→ Given instruction A
Return every line of the entries that contains the string "stove", treating uppercase and lowercase as different.

→ Page extract
# DIY Honey Extractor



## CesarBeeCool (Apr 11, 2011)

IT'S ALIVE!! Very cool. How did you get it to spin so freely and smoothly. Is it pivoting on the threaded rod? Great job.


----------



## Mbeck (Apr 27, 2011)

Looks good!


----------



## snl (Nov 20, 2009)

Cool..You'll have to let us know how it works in practice! How many cans of Coors Light did it take you to build it?


----------



## Urbannewbee (Jul 6, 2013)

Beautiful! Did you design it yourself, or work from plans? 

The only thing I'd worry about with the plastic bin is if there's enough weight at the bottom?


----------



## mroark (Oct 2, 2012)

CesarBeeCool said:


> IT'S ALIVE!! Very cool. How did you get it to spin so freely and smoothly. Is it pivoting on the threaded rod? Great job.


The shaft is 1/2" all thread. It moves with the bin that holds the frames. It has a bearing at it s base and near the top. I used the all thread so I could easily attach a bearing.


----------



## mroark (Oct 2, 2012)

double post oops


----------



## mroark (Oct 2, 2012)

Urbannewbee said:


> Beautiful! Did you design it yourself, or work from plans?

→ Given instruction B
List each distinct username that appears as a post header in the honey extractor thread.

(Object pointing dataset rows)
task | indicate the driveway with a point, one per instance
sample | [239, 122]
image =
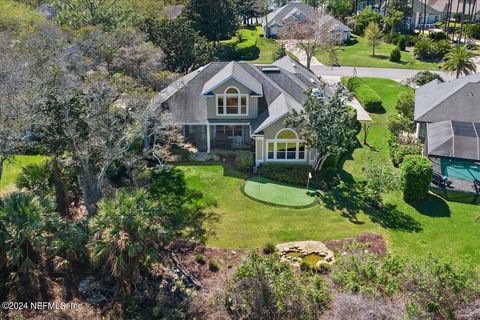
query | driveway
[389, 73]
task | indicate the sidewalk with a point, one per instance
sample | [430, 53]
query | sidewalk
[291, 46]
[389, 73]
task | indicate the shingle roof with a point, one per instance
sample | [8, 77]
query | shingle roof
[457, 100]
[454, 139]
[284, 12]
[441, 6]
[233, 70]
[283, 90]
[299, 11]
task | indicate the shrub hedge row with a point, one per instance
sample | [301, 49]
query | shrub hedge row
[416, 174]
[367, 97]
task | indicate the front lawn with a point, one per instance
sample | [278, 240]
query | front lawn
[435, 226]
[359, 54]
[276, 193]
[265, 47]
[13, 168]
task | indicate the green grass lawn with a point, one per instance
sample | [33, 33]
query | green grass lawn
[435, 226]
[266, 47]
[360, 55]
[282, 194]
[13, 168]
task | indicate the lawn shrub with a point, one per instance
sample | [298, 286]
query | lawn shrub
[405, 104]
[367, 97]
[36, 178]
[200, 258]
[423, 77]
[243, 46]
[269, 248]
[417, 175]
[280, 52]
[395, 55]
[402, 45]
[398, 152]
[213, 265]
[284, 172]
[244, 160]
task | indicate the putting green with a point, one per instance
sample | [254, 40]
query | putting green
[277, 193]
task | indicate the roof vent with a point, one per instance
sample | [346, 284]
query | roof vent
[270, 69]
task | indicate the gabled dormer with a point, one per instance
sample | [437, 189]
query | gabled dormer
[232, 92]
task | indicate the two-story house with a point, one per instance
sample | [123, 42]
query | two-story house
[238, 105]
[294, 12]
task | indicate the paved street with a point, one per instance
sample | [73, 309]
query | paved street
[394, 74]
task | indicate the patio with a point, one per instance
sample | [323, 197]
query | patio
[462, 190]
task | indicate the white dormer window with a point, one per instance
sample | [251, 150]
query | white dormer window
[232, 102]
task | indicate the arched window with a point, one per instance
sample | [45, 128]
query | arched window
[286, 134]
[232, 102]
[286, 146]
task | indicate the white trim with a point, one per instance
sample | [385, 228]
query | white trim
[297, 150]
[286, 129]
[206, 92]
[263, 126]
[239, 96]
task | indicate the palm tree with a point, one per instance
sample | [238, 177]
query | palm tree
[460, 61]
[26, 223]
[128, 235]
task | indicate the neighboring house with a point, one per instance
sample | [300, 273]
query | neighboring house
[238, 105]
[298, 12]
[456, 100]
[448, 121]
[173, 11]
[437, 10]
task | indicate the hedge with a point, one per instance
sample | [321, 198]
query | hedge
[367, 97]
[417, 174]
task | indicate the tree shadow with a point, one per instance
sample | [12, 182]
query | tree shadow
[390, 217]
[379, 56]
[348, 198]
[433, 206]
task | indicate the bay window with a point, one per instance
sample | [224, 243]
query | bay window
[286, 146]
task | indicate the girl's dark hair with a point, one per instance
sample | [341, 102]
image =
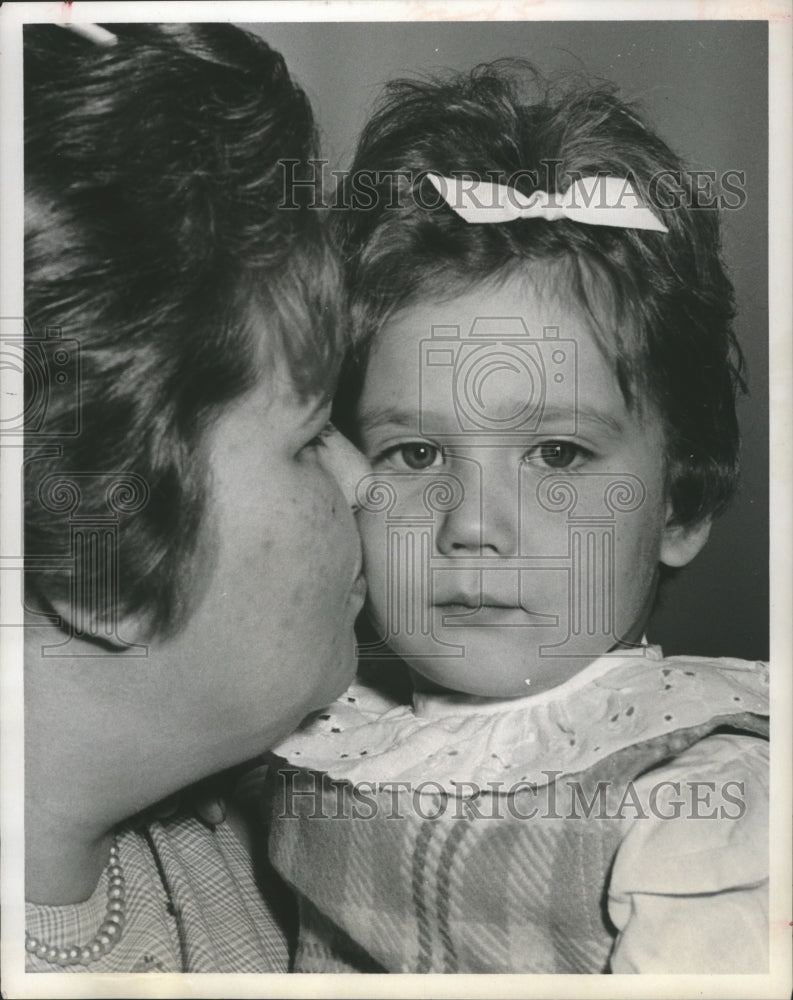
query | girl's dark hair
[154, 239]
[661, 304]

* * *

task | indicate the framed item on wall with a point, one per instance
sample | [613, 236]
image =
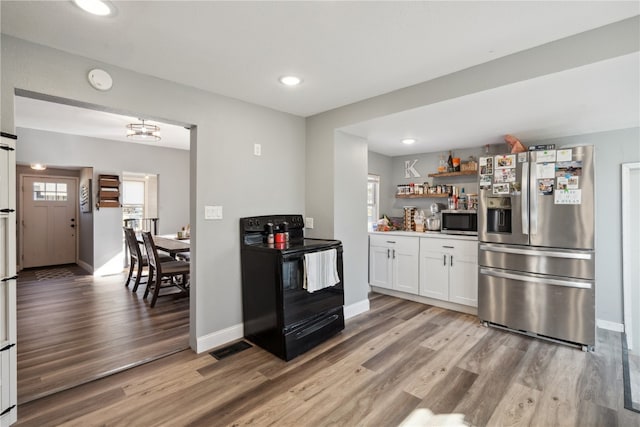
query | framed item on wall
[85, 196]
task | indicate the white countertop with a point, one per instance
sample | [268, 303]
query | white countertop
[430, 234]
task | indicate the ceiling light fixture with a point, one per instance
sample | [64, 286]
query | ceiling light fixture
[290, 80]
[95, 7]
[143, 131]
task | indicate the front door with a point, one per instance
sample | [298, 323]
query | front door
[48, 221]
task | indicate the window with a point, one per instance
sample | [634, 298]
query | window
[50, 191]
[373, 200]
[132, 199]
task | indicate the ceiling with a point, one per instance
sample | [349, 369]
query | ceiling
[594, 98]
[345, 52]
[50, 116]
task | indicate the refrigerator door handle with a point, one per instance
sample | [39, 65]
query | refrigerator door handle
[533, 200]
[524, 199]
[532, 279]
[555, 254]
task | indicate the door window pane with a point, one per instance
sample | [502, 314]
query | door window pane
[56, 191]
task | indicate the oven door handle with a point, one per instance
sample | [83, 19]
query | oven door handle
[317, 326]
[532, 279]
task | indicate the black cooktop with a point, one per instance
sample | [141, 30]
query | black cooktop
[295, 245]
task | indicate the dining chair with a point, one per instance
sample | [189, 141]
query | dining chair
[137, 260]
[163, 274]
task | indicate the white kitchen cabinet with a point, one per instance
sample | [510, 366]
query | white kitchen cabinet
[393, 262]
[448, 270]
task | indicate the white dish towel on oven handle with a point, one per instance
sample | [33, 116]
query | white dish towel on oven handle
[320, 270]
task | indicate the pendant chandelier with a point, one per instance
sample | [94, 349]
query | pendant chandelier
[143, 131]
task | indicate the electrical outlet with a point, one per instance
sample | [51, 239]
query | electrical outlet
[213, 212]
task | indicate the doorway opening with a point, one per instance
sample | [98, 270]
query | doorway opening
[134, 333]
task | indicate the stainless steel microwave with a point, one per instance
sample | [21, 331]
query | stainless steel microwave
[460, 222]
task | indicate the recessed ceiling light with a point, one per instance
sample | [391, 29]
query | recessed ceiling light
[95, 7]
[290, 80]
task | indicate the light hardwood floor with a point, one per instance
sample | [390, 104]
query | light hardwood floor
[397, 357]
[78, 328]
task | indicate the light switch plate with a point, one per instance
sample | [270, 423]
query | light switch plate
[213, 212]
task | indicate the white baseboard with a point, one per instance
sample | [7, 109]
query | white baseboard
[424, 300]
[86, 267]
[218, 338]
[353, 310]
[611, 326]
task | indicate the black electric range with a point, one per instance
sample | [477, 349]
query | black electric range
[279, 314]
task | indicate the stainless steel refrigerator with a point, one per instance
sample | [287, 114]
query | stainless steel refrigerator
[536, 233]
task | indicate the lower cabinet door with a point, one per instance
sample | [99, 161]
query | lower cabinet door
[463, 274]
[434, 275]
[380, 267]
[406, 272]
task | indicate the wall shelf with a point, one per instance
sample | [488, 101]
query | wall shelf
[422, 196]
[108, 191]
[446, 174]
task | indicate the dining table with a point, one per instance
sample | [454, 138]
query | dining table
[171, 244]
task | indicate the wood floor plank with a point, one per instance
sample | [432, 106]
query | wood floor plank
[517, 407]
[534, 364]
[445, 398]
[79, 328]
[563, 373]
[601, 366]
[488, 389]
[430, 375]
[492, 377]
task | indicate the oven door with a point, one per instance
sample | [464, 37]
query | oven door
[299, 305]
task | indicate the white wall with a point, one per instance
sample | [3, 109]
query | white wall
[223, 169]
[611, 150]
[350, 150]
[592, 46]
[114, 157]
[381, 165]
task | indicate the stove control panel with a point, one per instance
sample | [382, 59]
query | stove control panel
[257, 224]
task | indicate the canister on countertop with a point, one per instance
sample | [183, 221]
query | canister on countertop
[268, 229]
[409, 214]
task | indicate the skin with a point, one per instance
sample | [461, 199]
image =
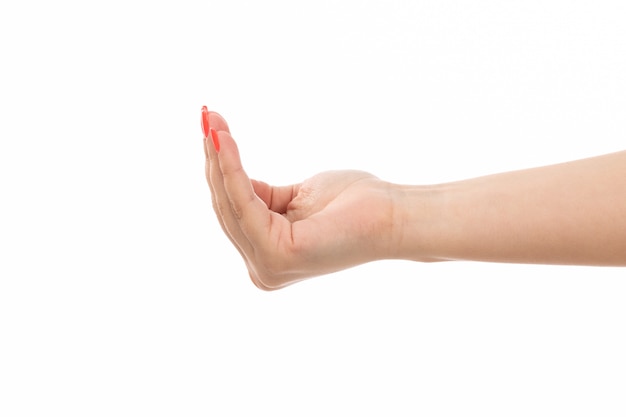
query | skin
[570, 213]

→ Solution A
task | indicate the stove control panel with a point, one per instance
query | stove control panel

→ Solution B
CesarBeeCool, Mbeck, snl, Urbannewbee, mroark